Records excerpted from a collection

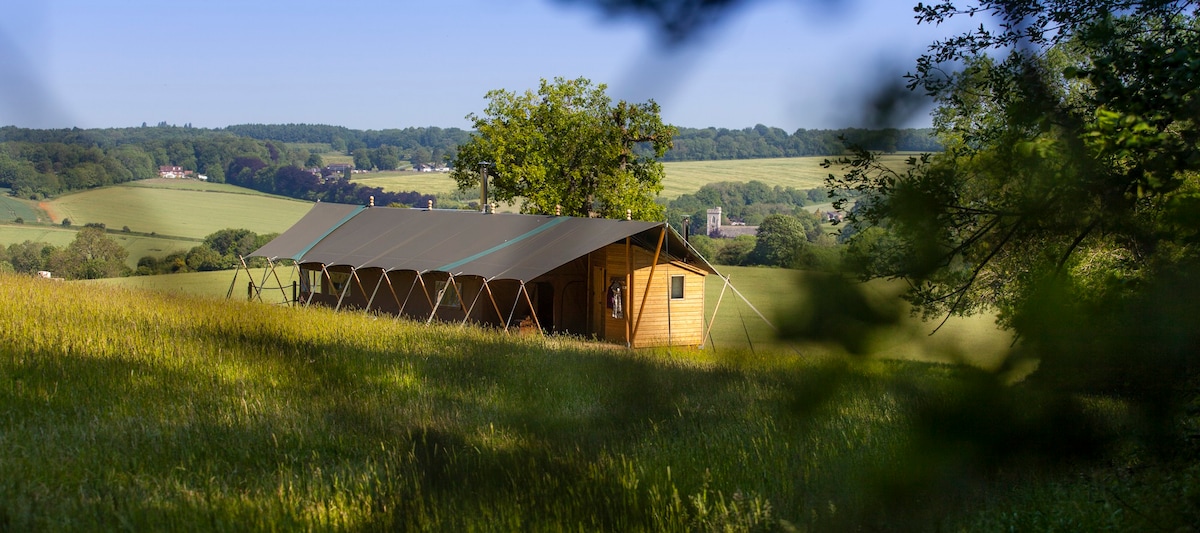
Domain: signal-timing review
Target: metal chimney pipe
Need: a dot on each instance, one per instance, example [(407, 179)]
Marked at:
[(483, 186)]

### Assignment
Write every line above again exactly, but leave the pictures out.

### Task output
Domain: signal-timing review
Target: metal chimney pipe
Need: a dot on each instance, one per instance, example [(407, 179)]
Marked at:
[(483, 186)]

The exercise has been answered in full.